### Exercise details
Every line of the records below that holds the word "bird" should be copied out.

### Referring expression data
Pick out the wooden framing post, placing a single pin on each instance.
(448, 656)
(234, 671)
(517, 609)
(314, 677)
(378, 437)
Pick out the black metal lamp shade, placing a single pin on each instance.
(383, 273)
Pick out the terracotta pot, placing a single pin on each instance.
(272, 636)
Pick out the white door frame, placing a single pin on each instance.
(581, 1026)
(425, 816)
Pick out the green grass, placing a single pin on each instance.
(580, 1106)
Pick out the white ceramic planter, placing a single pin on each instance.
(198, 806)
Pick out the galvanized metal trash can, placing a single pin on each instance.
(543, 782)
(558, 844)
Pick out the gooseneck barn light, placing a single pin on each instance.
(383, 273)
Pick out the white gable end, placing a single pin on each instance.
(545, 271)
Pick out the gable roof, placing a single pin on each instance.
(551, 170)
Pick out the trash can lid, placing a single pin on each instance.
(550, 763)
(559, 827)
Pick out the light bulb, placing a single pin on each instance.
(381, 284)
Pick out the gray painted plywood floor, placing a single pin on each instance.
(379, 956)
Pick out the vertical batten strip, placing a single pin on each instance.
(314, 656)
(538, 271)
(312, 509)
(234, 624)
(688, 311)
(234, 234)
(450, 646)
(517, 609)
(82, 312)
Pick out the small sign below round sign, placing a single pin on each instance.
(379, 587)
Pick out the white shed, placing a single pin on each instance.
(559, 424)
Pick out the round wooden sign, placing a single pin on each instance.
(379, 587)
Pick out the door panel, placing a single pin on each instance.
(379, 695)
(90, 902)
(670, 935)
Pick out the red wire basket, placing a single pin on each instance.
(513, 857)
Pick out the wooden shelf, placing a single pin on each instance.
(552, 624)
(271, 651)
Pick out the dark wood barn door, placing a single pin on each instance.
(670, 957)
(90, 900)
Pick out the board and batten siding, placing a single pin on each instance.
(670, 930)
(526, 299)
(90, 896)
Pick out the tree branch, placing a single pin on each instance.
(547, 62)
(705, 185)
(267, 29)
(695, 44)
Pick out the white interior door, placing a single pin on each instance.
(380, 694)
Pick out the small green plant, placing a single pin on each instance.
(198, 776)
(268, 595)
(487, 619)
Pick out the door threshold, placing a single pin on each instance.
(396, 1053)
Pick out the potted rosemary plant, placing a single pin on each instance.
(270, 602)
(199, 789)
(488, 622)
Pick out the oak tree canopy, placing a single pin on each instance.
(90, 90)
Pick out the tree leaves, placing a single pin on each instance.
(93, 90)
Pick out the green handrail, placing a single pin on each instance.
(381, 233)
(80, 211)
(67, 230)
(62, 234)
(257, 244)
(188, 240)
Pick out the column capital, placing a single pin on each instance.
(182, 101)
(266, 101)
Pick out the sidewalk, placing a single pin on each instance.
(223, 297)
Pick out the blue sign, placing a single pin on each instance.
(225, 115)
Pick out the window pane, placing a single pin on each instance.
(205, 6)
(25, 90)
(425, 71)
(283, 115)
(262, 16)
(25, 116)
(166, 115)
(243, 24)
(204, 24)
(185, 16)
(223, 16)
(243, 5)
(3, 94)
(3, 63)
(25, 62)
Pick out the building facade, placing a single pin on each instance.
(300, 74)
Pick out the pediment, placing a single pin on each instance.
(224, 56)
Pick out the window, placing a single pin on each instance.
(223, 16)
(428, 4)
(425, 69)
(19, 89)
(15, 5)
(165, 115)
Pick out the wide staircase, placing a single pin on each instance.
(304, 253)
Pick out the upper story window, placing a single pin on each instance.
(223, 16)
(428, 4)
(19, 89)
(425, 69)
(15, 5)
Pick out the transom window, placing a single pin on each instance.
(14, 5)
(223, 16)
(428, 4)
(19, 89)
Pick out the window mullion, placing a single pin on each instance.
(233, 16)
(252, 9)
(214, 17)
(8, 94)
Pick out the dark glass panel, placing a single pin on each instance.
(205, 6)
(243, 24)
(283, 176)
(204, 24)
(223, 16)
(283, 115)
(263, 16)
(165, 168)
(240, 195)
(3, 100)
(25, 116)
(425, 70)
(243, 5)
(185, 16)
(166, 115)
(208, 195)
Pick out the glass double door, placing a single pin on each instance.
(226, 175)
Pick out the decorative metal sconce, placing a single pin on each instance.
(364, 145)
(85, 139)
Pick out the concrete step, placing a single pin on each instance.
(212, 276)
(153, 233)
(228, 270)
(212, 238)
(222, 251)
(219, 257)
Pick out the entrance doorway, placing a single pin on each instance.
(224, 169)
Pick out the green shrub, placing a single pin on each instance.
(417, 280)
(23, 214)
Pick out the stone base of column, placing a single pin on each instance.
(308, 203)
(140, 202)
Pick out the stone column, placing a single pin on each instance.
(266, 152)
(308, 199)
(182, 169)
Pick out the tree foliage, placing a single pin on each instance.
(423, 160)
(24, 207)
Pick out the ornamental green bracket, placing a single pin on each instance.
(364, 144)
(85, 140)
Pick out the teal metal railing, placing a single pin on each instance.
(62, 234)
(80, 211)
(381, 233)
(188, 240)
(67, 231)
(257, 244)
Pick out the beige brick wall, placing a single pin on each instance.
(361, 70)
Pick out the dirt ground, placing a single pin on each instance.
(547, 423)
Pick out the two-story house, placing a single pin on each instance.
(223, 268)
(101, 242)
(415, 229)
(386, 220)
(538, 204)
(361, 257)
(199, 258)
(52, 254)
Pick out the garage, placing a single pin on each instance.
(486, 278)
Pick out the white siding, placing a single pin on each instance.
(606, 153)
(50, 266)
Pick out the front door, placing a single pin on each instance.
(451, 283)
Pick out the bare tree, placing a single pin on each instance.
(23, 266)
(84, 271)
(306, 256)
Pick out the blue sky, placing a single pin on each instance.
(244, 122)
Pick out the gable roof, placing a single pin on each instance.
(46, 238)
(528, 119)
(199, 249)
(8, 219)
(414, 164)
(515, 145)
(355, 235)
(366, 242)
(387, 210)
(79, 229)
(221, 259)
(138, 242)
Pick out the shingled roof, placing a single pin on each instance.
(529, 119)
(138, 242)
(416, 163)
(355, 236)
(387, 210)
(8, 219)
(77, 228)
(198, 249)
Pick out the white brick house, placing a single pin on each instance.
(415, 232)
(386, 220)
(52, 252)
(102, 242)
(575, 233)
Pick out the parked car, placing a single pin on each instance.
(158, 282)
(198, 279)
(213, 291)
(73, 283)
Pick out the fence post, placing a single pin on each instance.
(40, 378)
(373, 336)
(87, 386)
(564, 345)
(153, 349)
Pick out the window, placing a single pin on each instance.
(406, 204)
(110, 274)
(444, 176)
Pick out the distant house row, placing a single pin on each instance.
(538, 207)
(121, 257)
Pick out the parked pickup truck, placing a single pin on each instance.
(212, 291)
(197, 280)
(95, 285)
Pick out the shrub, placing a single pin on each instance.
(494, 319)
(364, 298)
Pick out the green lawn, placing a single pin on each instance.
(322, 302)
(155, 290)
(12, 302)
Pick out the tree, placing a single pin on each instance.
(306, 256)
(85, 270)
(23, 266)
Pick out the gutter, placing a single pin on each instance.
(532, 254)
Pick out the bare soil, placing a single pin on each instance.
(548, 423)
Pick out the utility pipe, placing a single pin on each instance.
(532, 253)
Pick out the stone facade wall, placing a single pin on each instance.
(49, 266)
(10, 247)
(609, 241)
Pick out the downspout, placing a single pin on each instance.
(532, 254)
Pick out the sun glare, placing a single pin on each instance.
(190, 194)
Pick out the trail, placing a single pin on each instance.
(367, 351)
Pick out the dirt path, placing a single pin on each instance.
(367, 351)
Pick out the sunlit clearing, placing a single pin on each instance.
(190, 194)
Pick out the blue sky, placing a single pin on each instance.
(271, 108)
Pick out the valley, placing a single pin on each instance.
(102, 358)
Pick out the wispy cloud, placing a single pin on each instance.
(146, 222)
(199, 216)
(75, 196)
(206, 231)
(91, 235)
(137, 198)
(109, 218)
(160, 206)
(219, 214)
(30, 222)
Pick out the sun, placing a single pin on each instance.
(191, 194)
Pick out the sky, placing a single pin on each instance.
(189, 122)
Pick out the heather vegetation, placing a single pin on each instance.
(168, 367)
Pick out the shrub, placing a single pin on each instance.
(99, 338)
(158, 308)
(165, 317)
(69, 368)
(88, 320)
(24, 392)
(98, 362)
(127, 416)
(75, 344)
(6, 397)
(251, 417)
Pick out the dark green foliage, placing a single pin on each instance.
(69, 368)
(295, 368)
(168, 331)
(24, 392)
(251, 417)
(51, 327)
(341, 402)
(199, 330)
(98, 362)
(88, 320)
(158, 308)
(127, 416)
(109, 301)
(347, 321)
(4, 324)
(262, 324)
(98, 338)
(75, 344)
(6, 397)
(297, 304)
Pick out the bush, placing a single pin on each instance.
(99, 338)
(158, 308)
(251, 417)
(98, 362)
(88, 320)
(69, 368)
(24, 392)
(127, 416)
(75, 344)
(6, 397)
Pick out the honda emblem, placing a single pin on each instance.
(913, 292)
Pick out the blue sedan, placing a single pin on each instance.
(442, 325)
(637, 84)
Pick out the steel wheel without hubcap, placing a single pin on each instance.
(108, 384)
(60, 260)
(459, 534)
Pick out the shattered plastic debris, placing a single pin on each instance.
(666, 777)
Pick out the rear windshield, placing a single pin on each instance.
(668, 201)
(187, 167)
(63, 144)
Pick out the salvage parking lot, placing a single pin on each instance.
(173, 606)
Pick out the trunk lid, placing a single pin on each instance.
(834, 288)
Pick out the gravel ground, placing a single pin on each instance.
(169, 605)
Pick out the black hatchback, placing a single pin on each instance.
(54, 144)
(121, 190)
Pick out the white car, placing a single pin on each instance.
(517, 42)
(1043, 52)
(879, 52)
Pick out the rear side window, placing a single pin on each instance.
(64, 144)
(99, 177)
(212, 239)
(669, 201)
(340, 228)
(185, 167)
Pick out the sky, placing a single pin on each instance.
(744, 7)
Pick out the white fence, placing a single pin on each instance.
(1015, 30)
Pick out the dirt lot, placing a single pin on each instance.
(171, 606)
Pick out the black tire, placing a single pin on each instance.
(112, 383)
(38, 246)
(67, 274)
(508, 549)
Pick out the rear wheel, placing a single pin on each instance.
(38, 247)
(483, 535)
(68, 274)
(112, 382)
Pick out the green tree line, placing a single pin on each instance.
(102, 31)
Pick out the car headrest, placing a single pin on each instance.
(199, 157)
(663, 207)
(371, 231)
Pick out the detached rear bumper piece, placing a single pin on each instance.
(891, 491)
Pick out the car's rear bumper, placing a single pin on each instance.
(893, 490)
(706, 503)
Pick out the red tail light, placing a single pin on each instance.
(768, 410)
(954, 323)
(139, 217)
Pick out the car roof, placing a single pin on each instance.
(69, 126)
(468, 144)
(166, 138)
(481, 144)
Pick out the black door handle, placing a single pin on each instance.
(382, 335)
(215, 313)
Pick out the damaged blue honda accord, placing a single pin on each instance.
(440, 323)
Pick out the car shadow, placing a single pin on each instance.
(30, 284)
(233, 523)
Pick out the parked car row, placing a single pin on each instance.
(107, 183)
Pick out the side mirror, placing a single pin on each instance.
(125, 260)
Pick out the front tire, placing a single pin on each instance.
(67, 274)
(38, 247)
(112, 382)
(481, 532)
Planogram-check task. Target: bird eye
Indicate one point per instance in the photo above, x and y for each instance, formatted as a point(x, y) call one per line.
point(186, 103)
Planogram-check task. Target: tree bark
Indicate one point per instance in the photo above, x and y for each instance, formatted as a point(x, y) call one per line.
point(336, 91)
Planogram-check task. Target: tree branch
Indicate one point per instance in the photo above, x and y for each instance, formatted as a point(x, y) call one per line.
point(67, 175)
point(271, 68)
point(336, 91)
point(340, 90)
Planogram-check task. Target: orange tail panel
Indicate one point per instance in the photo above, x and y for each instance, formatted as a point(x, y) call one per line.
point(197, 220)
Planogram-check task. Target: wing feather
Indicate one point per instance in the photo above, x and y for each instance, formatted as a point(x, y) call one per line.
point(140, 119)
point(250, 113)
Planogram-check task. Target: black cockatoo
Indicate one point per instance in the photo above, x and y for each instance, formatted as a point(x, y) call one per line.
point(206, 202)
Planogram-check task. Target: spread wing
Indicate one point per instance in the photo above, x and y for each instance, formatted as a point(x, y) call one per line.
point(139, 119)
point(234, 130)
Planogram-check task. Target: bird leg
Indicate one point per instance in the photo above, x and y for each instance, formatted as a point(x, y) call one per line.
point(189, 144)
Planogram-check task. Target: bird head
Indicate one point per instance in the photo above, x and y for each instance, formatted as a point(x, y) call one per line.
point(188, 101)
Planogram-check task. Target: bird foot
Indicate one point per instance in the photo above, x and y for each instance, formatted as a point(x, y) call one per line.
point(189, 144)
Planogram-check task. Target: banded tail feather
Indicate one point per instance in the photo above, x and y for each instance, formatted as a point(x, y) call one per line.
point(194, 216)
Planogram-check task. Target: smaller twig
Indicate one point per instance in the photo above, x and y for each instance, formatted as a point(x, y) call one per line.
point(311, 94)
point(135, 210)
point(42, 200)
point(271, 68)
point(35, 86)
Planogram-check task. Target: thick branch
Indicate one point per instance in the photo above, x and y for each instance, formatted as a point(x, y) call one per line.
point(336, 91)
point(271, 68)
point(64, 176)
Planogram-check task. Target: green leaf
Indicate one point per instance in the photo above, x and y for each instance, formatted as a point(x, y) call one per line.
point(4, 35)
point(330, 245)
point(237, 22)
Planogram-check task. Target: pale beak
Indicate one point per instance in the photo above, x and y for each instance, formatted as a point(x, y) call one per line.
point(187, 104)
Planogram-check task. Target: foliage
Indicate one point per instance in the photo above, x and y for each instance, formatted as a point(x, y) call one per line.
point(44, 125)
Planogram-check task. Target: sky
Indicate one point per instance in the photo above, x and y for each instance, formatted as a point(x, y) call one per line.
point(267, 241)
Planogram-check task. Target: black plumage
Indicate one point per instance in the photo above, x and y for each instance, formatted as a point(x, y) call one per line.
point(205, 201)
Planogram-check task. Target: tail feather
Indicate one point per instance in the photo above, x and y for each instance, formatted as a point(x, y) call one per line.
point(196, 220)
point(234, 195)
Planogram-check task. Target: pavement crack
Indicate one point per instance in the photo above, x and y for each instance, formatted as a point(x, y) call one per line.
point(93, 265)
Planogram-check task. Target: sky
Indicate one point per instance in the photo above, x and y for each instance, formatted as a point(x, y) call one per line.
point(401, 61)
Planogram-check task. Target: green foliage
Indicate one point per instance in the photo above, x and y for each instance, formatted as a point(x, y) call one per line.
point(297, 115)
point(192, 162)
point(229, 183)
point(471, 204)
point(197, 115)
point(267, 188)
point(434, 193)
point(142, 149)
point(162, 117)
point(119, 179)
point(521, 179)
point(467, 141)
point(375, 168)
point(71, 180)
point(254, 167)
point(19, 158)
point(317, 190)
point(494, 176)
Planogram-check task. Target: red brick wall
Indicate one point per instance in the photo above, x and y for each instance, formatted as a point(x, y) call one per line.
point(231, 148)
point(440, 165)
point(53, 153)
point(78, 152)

### Response area
Planogram-check task. Target: bird eye
Planogram-check task. Target: bird leg
Planogram-check task. Target: bird head
Planogram-check task. Target: bird foot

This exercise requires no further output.